Point localization data
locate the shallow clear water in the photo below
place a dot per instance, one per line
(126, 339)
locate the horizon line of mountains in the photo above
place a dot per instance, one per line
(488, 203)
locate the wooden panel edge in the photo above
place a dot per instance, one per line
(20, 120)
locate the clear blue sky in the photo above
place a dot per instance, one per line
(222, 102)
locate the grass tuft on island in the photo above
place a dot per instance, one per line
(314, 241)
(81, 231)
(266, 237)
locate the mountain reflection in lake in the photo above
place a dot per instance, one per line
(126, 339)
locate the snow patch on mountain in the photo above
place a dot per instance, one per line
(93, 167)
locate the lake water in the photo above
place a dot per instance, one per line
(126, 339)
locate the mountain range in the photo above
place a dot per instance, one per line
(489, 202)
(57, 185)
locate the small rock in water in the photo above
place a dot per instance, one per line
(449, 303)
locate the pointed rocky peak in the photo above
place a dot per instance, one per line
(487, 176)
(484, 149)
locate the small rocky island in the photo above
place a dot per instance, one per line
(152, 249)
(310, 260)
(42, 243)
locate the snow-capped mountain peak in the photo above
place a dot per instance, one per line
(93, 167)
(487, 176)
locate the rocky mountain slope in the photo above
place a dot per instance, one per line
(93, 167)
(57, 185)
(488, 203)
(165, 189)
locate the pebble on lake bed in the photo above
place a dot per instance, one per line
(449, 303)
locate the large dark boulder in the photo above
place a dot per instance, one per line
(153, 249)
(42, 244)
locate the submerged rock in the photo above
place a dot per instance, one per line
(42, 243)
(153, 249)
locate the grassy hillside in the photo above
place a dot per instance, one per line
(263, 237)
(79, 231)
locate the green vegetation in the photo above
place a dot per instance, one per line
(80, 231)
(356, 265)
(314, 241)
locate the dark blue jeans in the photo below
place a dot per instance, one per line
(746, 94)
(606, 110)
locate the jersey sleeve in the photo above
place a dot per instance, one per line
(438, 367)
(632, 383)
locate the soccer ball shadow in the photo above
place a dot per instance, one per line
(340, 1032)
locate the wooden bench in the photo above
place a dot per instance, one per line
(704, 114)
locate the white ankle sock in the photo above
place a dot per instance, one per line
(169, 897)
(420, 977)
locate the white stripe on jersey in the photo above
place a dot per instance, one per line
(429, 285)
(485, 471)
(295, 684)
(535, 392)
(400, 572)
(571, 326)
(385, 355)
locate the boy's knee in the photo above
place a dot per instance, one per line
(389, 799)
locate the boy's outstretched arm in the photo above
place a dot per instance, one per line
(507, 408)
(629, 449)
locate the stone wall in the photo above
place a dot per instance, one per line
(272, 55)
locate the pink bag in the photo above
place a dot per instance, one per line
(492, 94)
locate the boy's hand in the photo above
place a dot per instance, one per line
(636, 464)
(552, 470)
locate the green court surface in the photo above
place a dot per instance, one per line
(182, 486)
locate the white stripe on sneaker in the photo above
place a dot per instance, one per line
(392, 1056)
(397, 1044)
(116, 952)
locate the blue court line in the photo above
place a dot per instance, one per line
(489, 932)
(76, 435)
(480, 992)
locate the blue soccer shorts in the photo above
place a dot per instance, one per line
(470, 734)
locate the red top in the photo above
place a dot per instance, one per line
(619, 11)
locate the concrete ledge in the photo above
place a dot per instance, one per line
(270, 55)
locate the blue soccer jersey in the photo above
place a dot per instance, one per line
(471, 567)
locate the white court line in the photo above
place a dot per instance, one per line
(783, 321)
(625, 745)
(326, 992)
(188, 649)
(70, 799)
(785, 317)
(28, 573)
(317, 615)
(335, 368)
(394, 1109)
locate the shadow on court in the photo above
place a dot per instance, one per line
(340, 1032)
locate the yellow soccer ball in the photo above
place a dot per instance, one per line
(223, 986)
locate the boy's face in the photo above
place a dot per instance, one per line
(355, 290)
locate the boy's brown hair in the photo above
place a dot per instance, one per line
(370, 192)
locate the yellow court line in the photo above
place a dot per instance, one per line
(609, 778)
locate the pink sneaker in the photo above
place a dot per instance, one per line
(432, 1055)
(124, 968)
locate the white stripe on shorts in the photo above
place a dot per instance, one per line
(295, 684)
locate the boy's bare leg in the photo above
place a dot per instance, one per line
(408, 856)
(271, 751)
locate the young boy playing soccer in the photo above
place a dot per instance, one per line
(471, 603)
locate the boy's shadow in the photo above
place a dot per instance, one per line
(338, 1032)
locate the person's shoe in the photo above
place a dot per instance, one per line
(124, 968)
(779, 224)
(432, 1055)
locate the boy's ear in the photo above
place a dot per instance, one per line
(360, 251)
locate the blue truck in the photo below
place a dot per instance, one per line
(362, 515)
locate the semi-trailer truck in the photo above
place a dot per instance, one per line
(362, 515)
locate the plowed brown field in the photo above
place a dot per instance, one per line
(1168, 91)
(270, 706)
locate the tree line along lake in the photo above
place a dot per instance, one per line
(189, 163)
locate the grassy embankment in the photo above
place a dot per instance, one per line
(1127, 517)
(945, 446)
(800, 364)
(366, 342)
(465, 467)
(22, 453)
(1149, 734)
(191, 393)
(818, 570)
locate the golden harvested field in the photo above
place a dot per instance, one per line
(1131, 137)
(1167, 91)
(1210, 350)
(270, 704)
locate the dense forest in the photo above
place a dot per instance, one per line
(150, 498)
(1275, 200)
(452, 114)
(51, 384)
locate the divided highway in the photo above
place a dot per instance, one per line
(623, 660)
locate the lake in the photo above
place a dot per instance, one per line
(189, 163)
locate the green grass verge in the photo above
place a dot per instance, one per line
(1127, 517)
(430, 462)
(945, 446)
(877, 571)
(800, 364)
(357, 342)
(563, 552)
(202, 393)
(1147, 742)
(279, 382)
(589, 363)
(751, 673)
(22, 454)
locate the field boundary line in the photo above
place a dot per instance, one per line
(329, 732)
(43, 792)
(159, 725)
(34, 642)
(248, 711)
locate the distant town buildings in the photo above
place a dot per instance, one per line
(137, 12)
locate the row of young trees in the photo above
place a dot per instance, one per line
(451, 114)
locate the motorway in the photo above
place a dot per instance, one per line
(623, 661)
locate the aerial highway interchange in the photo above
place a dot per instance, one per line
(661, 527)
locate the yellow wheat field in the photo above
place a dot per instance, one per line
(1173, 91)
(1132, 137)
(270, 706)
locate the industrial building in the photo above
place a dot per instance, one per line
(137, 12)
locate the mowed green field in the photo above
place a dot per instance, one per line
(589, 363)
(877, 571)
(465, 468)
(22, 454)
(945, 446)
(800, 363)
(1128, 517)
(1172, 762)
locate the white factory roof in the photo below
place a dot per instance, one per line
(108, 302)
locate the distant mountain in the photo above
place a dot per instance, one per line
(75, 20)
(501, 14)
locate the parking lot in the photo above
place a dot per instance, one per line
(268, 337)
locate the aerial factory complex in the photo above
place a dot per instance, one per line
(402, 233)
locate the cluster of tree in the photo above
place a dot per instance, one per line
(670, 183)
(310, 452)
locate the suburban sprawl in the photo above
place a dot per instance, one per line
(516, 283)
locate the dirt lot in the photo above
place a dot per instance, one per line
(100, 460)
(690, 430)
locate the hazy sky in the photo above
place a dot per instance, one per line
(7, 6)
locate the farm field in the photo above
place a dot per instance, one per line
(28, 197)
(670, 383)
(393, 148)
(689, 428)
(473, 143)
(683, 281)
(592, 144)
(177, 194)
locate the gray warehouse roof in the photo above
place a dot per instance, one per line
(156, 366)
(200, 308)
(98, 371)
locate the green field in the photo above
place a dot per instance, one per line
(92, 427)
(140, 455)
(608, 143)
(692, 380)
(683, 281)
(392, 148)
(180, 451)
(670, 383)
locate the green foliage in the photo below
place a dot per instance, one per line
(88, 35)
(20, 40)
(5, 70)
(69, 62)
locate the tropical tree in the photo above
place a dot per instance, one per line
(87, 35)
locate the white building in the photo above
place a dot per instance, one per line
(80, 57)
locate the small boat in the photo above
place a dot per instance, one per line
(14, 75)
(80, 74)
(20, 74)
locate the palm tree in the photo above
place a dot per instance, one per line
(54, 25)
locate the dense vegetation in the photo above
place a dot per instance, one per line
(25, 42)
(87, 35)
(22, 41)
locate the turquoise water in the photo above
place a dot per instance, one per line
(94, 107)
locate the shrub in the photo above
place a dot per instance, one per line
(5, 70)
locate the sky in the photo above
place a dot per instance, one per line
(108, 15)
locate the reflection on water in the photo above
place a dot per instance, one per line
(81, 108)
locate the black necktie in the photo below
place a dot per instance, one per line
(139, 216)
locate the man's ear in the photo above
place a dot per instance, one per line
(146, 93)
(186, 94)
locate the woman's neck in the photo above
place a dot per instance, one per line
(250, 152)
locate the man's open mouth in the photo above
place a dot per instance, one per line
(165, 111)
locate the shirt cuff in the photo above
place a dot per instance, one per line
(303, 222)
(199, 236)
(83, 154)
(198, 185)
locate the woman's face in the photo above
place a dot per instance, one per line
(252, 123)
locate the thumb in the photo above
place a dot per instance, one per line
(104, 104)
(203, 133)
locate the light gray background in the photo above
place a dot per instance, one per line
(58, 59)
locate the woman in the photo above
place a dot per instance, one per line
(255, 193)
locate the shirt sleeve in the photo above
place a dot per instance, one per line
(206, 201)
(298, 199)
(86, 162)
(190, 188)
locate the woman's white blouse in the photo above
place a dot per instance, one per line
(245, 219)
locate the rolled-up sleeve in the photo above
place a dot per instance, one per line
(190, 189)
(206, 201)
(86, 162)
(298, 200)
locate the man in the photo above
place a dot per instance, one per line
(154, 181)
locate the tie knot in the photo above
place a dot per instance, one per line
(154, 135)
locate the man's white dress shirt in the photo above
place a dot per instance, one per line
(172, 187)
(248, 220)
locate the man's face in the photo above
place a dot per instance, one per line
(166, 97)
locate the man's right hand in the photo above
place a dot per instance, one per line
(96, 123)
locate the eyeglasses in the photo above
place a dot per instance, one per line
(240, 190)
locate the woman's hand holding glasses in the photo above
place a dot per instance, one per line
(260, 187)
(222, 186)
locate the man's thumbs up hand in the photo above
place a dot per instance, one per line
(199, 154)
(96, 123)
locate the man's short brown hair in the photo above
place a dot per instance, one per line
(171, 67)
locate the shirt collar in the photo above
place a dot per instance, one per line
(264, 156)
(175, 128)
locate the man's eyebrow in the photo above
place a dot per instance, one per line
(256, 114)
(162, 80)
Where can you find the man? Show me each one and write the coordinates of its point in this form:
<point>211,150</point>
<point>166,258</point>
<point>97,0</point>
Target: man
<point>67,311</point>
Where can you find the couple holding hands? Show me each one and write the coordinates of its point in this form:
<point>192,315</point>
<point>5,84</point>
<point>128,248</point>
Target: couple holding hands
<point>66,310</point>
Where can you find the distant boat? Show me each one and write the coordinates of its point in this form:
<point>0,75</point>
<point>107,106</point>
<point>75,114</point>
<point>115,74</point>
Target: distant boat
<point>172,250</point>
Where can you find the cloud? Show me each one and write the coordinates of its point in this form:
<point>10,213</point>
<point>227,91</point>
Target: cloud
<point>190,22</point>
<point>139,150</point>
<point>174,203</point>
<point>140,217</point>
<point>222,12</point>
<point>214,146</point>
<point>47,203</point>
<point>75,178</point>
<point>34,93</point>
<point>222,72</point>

Exercise prompt:
From the data above, output exactly the lines between the one containing "locate the boy's hand in the photo above" and the one containing "locate the boy's ear in the photo above", counting both of them.

Solution for this exercise:
locate the boy's hand in the photo above
place a dot per instance, one per line
(636, 464)
(552, 470)
locate the green court surface in the photo above
place a dot per instance, one per line
(182, 486)
locate the white stripe on sneaker in the photo above
place a dot per instance, one per line
(392, 1056)
(397, 1044)
(116, 952)
locate the blue court line in the photo above
place a dot per instance, one per line
(489, 932)
(76, 435)
(480, 992)
locate the blue soccer shorts in the photo above
place a dot per instance, one per line
(470, 734)
locate the red top in the photo above
place a dot per instance, one per line
(619, 11)
locate the concrete ledge in the photo above
place a dot per instance, one per line
(270, 55)
locate the blue soccer jersey in the photo above
place a dot per instance, one per line
(471, 567)
locate the white court line in the photo above
place a dot per instance, one per line
(783, 321)
(625, 745)
(326, 992)
(188, 649)
(70, 799)
(785, 317)
(28, 573)
(317, 615)
(335, 368)
(394, 1109)
locate the shadow on court in the photo above
place a dot per instance, one per line
(340, 1032)
locate the yellow soccer ball in the photo above
place a dot per instance, one per line
(223, 986)
locate the boy's face in the photo above
place a dot per instance, one per line
(355, 290)
locate the boy's brown hair in the photo above
place a dot per instance, one per line
(370, 192)
locate the yellow court line in the photo above
place a dot per instance, one per line
(609, 778)
locate the pink sneaker in the photo above
place a dot per instance, one per line
(432, 1055)
(124, 968)
locate the white stripe on shorts in the photo above
place a dot per instance, one per line
(295, 684)
locate the boy's bare leg in the photo above
place a dot per instance, one per line
(408, 856)
(271, 751)
locate the young boy playing soccer in the photo above
place a dot per instance, one per line
(471, 603)
locate the boy's shadow in the photo above
place a dot per instance, one per line
(338, 1032)
locate the person's shoe in the photo above
place a dot per instance, one per line
(124, 968)
(779, 224)
(432, 1055)
locate the boy's ear in the photo above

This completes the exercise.